• Liste des tâches:
a) Recopiez le passage du texte sur la mondialisation allant de « De même, avec » jusqu'à « des degrés divers. » inclus.
b) Traduisez en anglais la phrase suivante du texte sur la mondialisation : « Le rôle de l'État dans l'activité économique et le développement ne disparaît donc pas mais se transforme en visant à maintenir la compétitivité du pays, et la croissance de long terme. »
c) Réécrivez plus brièvement le paragraphe du texte sur la mondialisation qui commence par « Cependant, certains pays comme les Etats-Unis », en conservant ses faits principaux.

De même, avec le développement des flux de capitaux et des chaines de valeurs mondiales, la concurrence entre les différents appareils productifs est de plus en plus forte. L’action publique doit donc permettre aux structures de l’économie de répondre aux problèmes d’offre et de compétitivité. Ceci explique notamment qu’à partir de la fin des années  1970, certains pays comme la Grande-Bretagne puis les États-Unis,  modifient radicalement leurs politiques économiques et favorisent la libéralisation des économies,  et la concurrence (la diminution des droits de Douane sous l’égide du GATT puis de l’OMC y a largement contribué) exerçant une contrainte sur tous les autres Etats dans l’obligation d’adopter des politiques qui s’en inspirent à des degrés divers.

 

Pour autant, tous ces phénomènes impliquent-ils la fin des politiques économiques ? Si la mondialisation influence et transforme l’action publique, elle peut aussi être un atout en facilitant le financement des institutions publiques et en s’appuyant sur des instances supranationales pour gagner en efficacité. La mondialisation transforme les objectifs et les instruments des politiques économiques. En effet, les pouvoirs publics ont, depuis les années 1980, modifié leurs objectifs de politiques conjoncturelles : c'est la lutte contre l'inflation et le retour à l'équilibre extérieur qui sont désormais prioritaires. Les autres éléments du carré magique ne peuvent (pour toutes les raisons énoncées plus haut) être atteints par la seule action d’un Etat isolé. De même, au vu de l’échec des politiques de relance keynésienne et des problèmes de compétitivité dans un contexte de concurrence accrue, les politiques de désinflation compétitive ainsi que celles privilégiant l’offre et l’équilibre budgétaire vont redonner une importance capitale à la politique monétaire dont l’efficacité et le rôle avaient été jusque-là limités.

Cependant, certains pays comme les Etats-Unis tout en accordant une importance forte à la politique monétaire ont mené de manière plus ou moins explicite des politiques budgétaires de relance notamment en privilégiant l’investissement. Le rôle de l'État dans l'activité économique et le développement ne disparaît donc pas mais se transforme en visant à maintenir la compétitivité du pays, et la croissance de long terme. Plus largement, la mondialisation en générant des problèmes qui nécessite des formes de régulations mondiales (crise systémique du système financier, problème du réchauffement climatique par exemple) interrogent et poussent les Etats à inventer des formes de coordination mondiales qui émergent lentement et non sans difficulté. La COP21 ainsi que les tentatives de régulation de la sphère financière après 2008 en sont des exemples.

• Matériel présenté:
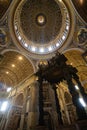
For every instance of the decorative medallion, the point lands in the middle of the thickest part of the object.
(41, 26)
(82, 36)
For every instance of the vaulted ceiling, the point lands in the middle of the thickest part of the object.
(14, 66)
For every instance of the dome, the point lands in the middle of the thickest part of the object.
(41, 26)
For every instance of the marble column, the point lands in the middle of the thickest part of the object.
(23, 110)
(54, 114)
(33, 114)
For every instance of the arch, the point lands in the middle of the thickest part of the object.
(19, 100)
(14, 68)
(68, 98)
(22, 53)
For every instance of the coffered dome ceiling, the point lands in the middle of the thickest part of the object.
(40, 26)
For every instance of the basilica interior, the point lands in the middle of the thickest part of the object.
(43, 64)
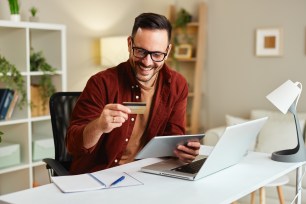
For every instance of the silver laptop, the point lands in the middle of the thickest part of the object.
(230, 149)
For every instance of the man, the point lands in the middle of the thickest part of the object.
(103, 133)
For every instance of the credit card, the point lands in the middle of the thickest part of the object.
(136, 107)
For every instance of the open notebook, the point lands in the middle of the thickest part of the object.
(93, 181)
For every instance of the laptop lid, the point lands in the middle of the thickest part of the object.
(163, 146)
(230, 149)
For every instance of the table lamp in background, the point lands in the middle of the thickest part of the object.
(285, 98)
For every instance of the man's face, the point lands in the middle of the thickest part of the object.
(145, 41)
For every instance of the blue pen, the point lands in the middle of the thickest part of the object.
(117, 181)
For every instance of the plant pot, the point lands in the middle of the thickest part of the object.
(33, 18)
(15, 17)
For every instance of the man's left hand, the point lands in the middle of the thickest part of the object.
(188, 152)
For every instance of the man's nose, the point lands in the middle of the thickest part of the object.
(147, 60)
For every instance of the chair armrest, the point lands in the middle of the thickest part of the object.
(58, 168)
(213, 135)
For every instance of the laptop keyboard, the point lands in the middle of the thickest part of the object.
(191, 168)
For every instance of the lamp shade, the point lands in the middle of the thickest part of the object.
(285, 98)
(285, 95)
(113, 50)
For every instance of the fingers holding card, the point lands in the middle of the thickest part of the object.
(136, 107)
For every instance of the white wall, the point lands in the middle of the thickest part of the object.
(235, 80)
(238, 80)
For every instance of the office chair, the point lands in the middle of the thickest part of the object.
(61, 105)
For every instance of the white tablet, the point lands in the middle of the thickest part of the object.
(163, 146)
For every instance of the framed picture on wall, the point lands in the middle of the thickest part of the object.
(269, 42)
(183, 51)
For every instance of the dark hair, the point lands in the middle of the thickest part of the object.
(152, 21)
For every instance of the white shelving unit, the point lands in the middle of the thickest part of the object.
(16, 39)
(192, 68)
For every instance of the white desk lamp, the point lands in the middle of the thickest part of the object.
(286, 98)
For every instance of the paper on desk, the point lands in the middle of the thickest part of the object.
(93, 181)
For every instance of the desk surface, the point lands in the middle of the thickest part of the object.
(226, 186)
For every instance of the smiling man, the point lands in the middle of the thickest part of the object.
(104, 133)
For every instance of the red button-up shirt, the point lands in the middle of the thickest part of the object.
(117, 85)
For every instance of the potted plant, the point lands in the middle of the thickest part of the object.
(33, 11)
(46, 88)
(12, 79)
(1, 133)
(14, 9)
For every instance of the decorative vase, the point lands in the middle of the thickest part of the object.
(15, 17)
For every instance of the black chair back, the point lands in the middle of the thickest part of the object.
(61, 105)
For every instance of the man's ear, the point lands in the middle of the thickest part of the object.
(168, 52)
(129, 42)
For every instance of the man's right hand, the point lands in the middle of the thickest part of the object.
(113, 116)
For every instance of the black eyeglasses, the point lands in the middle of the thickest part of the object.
(155, 55)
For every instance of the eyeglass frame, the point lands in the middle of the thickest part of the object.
(147, 52)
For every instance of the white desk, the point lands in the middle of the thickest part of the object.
(256, 170)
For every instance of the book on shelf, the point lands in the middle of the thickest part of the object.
(6, 99)
(94, 181)
(3, 94)
(12, 106)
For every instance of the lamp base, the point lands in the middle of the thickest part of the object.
(290, 155)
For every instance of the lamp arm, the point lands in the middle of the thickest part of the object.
(298, 97)
(292, 109)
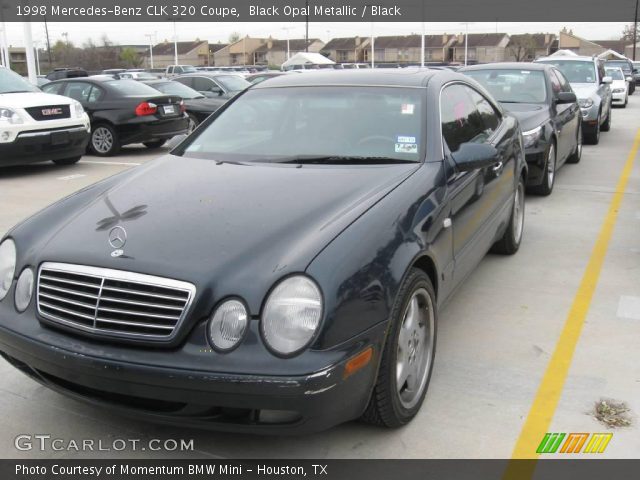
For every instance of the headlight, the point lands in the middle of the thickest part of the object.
(9, 116)
(7, 265)
(227, 325)
(291, 315)
(78, 110)
(585, 103)
(24, 290)
(530, 137)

• Réponses:
a)
De même, avec le développement des flux de capitaux et des chaines de valeurs mondiales, la concurrence entre les différents appareils productifs est de plus en plus forte. L’action publique doit donc permettre aux structures de l’économie de répondre aux problèmes d’offre et de compétitivité. Ceci explique notamment qu’à partir de la fin des années  1970, certains pays comme la Grande-Bretagne puis les États-Unis,  modifient radicalement leurs politiques économiques et favorisent la libéralisation des économies,  et la concurrence (la diminution des droits de Douane sous l’égide du GATT puis de l’OMC y a largement contribué) exerçant une contrainte sur tous les autres Etats dans l’obligation d’adopter des politiques qui s’en inspirent à des degrés divers.

b) The role of the State in economic activity and development therefore does not disappear but is transformed, aiming to maintain the country's competitiveness and long-term growth.

c) Tout en accordant une grande importance à la politique monétaire, des pays comme les États-Unis ont aussi mené, plus ou moins explicitement, des politiques budgétaires de relance centrées sur l'investissement. Le rôle de l'État ne disparaît donc pas mais se transforme pour maintenir la compétitivité du pays et la croissance de long terme. La mondialisation engendre aussi des problèmes qui exigent une régulation mondiale, comme les crises systémiques du système financier ou le réchauffement climatique. Elle pousse ainsi les États à inventer des formes de coordination mondiale, qui émergent lentement et difficilement. La COP21 et les tentatives de régulation financière après 2008 en sont des exemples.